* _The exercise_:
Output all entries verbatim. Skip pictures.

[Image segmentation entries]
*****

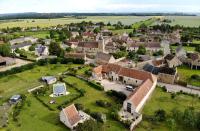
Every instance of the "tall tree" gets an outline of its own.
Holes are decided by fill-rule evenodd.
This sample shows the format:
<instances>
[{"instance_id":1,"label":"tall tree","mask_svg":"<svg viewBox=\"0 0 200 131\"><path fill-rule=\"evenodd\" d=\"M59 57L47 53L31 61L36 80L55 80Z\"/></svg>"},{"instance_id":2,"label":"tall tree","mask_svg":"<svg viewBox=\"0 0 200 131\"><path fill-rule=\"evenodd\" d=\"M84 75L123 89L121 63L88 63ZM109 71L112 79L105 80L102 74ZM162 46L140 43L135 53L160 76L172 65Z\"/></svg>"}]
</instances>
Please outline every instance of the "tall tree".
<instances>
[{"instance_id":1,"label":"tall tree","mask_svg":"<svg viewBox=\"0 0 200 131\"><path fill-rule=\"evenodd\" d=\"M57 42L51 42L49 45L49 53L50 55L56 55L58 57L63 55L63 50L60 47L60 44Z\"/></svg>"},{"instance_id":2,"label":"tall tree","mask_svg":"<svg viewBox=\"0 0 200 131\"><path fill-rule=\"evenodd\" d=\"M0 45L0 55L2 56L10 56L11 48L9 44Z\"/></svg>"}]
</instances>

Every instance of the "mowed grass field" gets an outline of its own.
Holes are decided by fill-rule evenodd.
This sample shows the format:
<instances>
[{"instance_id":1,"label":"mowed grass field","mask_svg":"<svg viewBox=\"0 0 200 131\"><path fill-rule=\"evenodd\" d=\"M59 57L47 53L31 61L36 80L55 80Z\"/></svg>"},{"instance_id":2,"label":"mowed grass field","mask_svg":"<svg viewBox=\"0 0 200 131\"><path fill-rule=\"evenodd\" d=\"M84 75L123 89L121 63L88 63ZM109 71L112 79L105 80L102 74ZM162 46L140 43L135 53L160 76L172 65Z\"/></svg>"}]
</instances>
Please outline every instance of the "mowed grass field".
<instances>
[{"instance_id":1,"label":"mowed grass field","mask_svg":"<svg viewBox=\"0 0 200 131\"><path fill-rule=\"evenodd\" d=\"M135 22L141 20L146 20L150 17L148 16L87 16L85 19L76 19L74 17L58 18L58 19L21 19L21 20L8 20L0 21L0 28L7 27L49 27L56 26L58 24L70 24L70 23L79 23L82 21L92 21L92 22L104 22L115 24L118 21L121 21L125 25L131 25Z\"/></svg>"},{"instance_id":2,"label":"mowed grass field","mask_svg":"<svg viewBox=\"0 0 200 131\"><path fill-rule=\"evenodd\" d=\"M165 18L172 20L171 25L183 25L188 27L200 26L200 16L167 16Z\"/></svg>"},{"instance_id":3,"label":"mowed grass field","mask_svg":"<svg viewBox=\"0 0 200 131\"><path fill-rule=\"evenodd\" d=\"M34 69L0 78L0 103L14 94L26 93L28 89L39 86L42 76L54 75L66 71L69 67L78 65L47 65L37 66Z\"/></svg>"},{"instance_id":4,"label":"mowed grass field","mask_svg":"<svg viewBox=\"0 0 200 131\"><path fill-rule=\"evenodd\" d=\"M194 107L195 111L200 111L200 100L197 97L188 95L176 95L174 99L171 94L164 92L160 87L157 87L149 101L147 101L142 111L143 121L136 128L136 131L170 131L167 122L153 123L147 119L148 116L153 116L158 109L163 109L168 115L174 108L184 111L188 107ZM193 131L192 129L184 128L177 124L175 131Z\"/></svg>"},{"instance_id":5,"label":"mowed grass field","mask_svg":"<svg viewBox=\"0 0 200 131\"><path fill-rule=\"evenodd\" d=\"M200 70L190 69L187 66L178 67L178 75L181 81L185 81L193 86L200 87L200 81L191 79L192 75L199 75Z\"/></svg>"}]
</instances>

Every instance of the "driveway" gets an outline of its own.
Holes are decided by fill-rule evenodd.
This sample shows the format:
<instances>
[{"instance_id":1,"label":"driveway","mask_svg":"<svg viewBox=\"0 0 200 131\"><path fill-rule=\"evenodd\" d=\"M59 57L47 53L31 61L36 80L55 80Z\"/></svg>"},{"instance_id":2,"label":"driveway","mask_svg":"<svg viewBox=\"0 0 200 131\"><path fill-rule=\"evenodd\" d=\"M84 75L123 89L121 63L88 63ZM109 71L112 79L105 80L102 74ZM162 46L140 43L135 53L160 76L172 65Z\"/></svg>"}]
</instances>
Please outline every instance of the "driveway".
<instances>
[{"instance_id":1,"label":"driveway","mask_svg":"<svg viewBox=\"0 0 200 131\"><path fill-rule=\"evenodd\" d=\"M16 62L16 64L14 64L14 65L0 67L0 72L7 71L7 70L10 70L12 68L20 67L20 66L31 63L30 61L25 61L25 60L18 59L18 58L15 58L15 62Z\"/></svg>"},{"instance_id":2,"label":"driveway","mask_svg":"<svg viewBox=\"0 0 200 131\"><path fill-rule=\"evenodd\" d=\"M197 95L200 96L199 90L187 88L187 87L184 87L184 86L165 84L165 83L161 83L161 82L158 82L158 85L165 86L168 92L176 93L176 92L182 91L182 92L185 92L185 93L188 93L188 94L195 94L195 95L197 94Z\"/></svg>"},{"instance_id":3,"label":"driveway","mask_svg":"<svg viewBox=\"0 0 200 131\"><path fill-rule=\"evenodd\" d=\"M115 90L118 92L123 92L126 96L129 96L132 92L126 90L126 85L109 81L109 80L101 80L101 85L104 86L105 91Z\"/></svg>"}]
</instances>

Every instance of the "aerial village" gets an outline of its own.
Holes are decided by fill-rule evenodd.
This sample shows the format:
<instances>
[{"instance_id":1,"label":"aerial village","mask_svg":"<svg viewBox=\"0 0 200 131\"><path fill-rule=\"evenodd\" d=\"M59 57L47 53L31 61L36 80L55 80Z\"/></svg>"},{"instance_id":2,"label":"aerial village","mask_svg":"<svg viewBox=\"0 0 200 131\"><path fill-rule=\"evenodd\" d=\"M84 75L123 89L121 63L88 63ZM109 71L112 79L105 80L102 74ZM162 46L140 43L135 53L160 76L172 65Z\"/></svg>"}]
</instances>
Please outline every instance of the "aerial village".
<instances>
[{"instance_id":1,"label":"aerial village","mask_svg":"<svg viewBox=\"0 0 200 131\"><path fill-rule=\"evenodd\" d=\"M146 21L155 19L162 21ZM0 77L13 75L4 81L16 79L16 84L8 84L13 86L6 87L8 91L0 90L5 109L1 126L20 126L21 110L38 101L38 110L52 112L56 125L66 130L78 130L84 123L92 124L92 120L100 121L104 128L111 128L110 122L132 131L146 119L142 110L157 88L174 97L178 93L198 97L200 74L193 74L187 81L178 70L200 69L199 46L195 51L185 49L185 44L192 45L192 40L197 39L183 35L192 29L143 23L135 28L121 22L81 22L2 29L0 50L6 51L1 51ZM113 32L111 27L122 31ZM23 35L41 31L49 34L45 38ZM17 74L23 78L18 79ZM35 114L30 116L34 118ZM53 116L46 116L46 121L55 121L51 120Z\"/></svg>"}]
</instances>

*****

* _Solution to this problem_:
Every instance of the "tall tree" gets an outline of its own.
Holes are decided by fill-rule evenodd.
This sample shows the format:
<instances>
[{"instance_id":1,"label":"tall tree","mask_svg":"<svg viewBox=\"0 0 200 131\"><path fill-rule=\"evenodd\" d=\"M59 57L47 53L31 61L36 80L55 80Z\"/></svg>"},{"instance_id":2,"label":"tall tree","mask_svg":"<svg viewBox=\"0 0 200 131\"><path fill-rule=\"evenodd\" d=\"M84 75L123 89L121 63L88 63ZM109 71L112 79L105 80L102 74ZM162 46L140 43L135 53L160 76L172 65Z\"/></svg>"}]
</instances>
Please outline every instance of the "tall tree".
<instances>
[{"instance_id":1,"label":"tall tree","mask_svg":"<svg viewBox=\"0 0 200 131\"><path fill-rule=\"evenodd\" d=\"M57 42L51 42L49 45L49 53L50 55L56 55L58 57L63 55L63 50L60 47L60 44Z\"/></svg>"},{"instance_id":2,"label":"tall tree","mask_svg":"<svg viewBox=\"0 0 200 131\"><path fill-rule=\"evenodd\" d=\"M0 45L0 55L2 56L10 56L11 48L9 44Z\"/></svg>"}]
</instances>

Every instance of the "mowed grass field" gets an outline of its own.
Holes are decided by fill-rule evenodd.
This sample shows the format:
<instances>
[{"instance_id":1,"label":"mowed grass field","mask_svg":"<svg viewBox=\"0 0 200 131\"><path fill-rule=\"evenodd\" d=\"M59 57L47 53L31 61L36 80L55 80Z\"/></svg>"},{"instance_id":2,"label":"mowed grass field","mask_svg":"<svg viewBox=\"0 0 200 131\"><path fill-rule=\"evenodd\" d=\"M84 75L123 89L121 63L88 63ZM109 71L112 79L105 80L102 74ZM162 46L140 43L135 53L160 76L172 65Z\"/></svg>"}]
</instances>
Please outline every instance of the "mowed grass field".
<instances>
[{"instance_id":1,"label":"mowed grass field","mask_svg":"<svg viewBox=\"0 0 200 131\"><path fill-rule=\"evenodd\" d=\"M135 22L141 20L146 20L150 17L148 16L87 16L85 19L76 19L74 17L58 18L58 19L21 19L21 20L8 20L0 21L0 28L7 27L49 27L56 26L58 24L70 24L70 23L79 23L82 21L92 21L92 22L104 22L115 24L118 21L121 21L125 25L131 25Z\"/></svg>"},{"instance_id":2,"label":"mowed grass field","mask_svg":"<svg viewBox=\"0 0 200 131\"><path fill-rule=\"evenodd\" d=\"M165 18L172 20L171 25L183 25L188 27L200 26L200 16L167 16Z\"/></svg>"},{"instance_id":3,"label":"mowed grass field","mask_svg":"<svg viewBox=\"0 0 200 131\"><path fill-rule=\"evenodd\" d=\"M34 69L0 78L0 103L14 94L26 93L28 89L39 86L42 76L54 75L66 71L69 67L78 65L47 65L37 66Z\"/></svg>"},{"instance_id":4,"label":"mowed grass field","mask_svg":"<svg viewBox=\"0 0 200 131\"><path fill-rule=\"evenodd\" d=\"M194 107L195 111L200 111L200 100L197 97L188 95L176 95L174 99L171 94L164 92L160 87L157 87L149 101L147 101L142 111L143 121L136 128L136 131L170 131L167 122L153 123L147 119L148 116L153 116L158 109L163 109L168 115L174 108L184 111L188 107ZM193 131L192 129L184 128L177 124L175 131Z\"/></svg>"},{"instance_id":5,"label":"mowed grass field","mask_svg":"<svg viewBox=\"0 0 200 131\"><path fill-rule=\"evenodd\" d=\"M200 70L190 69L187 66L178 67L178 75L181 81L185 81L193 86L200 87L200 81L191 79L192 75L199 75Z\"/></svg>"}]
</instances>

Every instance of the "driveway" gets an outline of its own.
Holes are decided by fill-rule evenodd.
This sample shows the format:
<instances>
[{"instance_id":1,"label":"driveway","mask_svg":"<svg viewBox=\"0 0 200 131\"><path fill-rule=\"evenodd\" d=\"M59 57L47 53L31 61L36 80L55 80Z\"/></svg>"},{"instance_id":2,"label":"driveway","mask_svg":"<svg viewBox=\"0 0 200 131\"><path fill-rule=\"evenodd\" d=\"M84 75L123 89L121 63L88 63ZM109 71L112 79L105 80L102 74ZM162 46L140 43L135 53L160 76L172 65Z\"/></svg>"}]
</instances>
Please outline every instance of the "driveway".
<instances>
[{"instance_id":1,"label":"driveway","mask_svg":"<svg viewBox=\"0 0 200 131\"><path fill-rule=\"evenodd\" d=\"M16 62L16 64L14 64L14 65L0 67L0 72L7 71L7 70L10 70L12 68L20 67L20 66L31 63L30 61L25 61L25 60L18 59L18 58L15 58L15 62Z\"/></svg>"},{"instance_id":2,"label":"driveway","mask_svg":"<svg viewBox=\"0 0 200 131\"><path fill-rule=\"evenodd\" d=\"M197 95L200 96L199 90L187 88L187 87L184 87L184 86L165 84L165 83L161 83L161 82L158 82L158 85L165 86L168 92L176 93L176 92L182 91L182 92L185 92L185 93L188 93L188 94L195 94L195 95L197 94Z\"/></svg>"},{"instance_id":3,"label":"driveway","mask_svg":"<svg viewBox=\"0 0 200 131\"><path fill-rule=\"evenodd\" d=\"M115 90L118 92L123 92L126 96L129 96L132 92L126 90L126 85L109 81L109 80L101 80L101 85L104 86L105 91Z\"/></svg>"}]
</instances>

Every instance of the "aerial village" gets an outline of its own.
Holes are decided by fill-rule evenodd.
This sample shows the format:
<instances>
[{"instance_id":1,"label":"aerial village","mask_svg":"<svg viewBox=\"0 0 200 131\"><path fill-rule=\"evenodd\" d=\"M59 57L47 53L31 61L36 80L55 80Z\"/></svg>"},{"instance_id":2,"label":"aerial village","mask_svg":"<svg viewBox=\"0 0 200 131\"><path fill-rule=\"evenodd\" d=\"M84 75L123 89L121 63L88 63ZM109 71L112 79L105 80L102 74ZM162 46L140 43L135 53L160 76L172 65Z\"/></svg>"}]
</instances>
Please outline every instance of the "aerial village".
<instances>
[{"instance_id":1,"label":"aerial village","mask_svg":"<svg viewBox=\"0 0 200 131\"><path fill-rule=\"evenodd\" d=\"M146 21L155 19L162 21ZM0 77L13 75L4 81L16 79L16 84L8 84L13 86L6 87L8 91L0 90L5 109L1 126L20 126L21 110L38 101L38 110L52 112L56 125L66 130L78 130L84 123L92 124L92 120L100 121L104 128L111 128L110 122L132 131L146 119L142 110L157 88L174 97L178 93L198 97L200 74L193 74L187 81L178 70L200 69L199 46L195 51L185 49L185 44L192 45L192 40L197 39L183 35L192 29L143 23L135 28L121 22L81 22L2 29L0 50L6 51L1 51ZM113 32L111 27L122 31ZM23 35L41 31L49 34L45 38ZM17 74L23 78L18 79ZM35 114L30 116L34 118ZM53 116L46 116L46 121L55 121L51 120Z\"/></svg>"}]
</instances>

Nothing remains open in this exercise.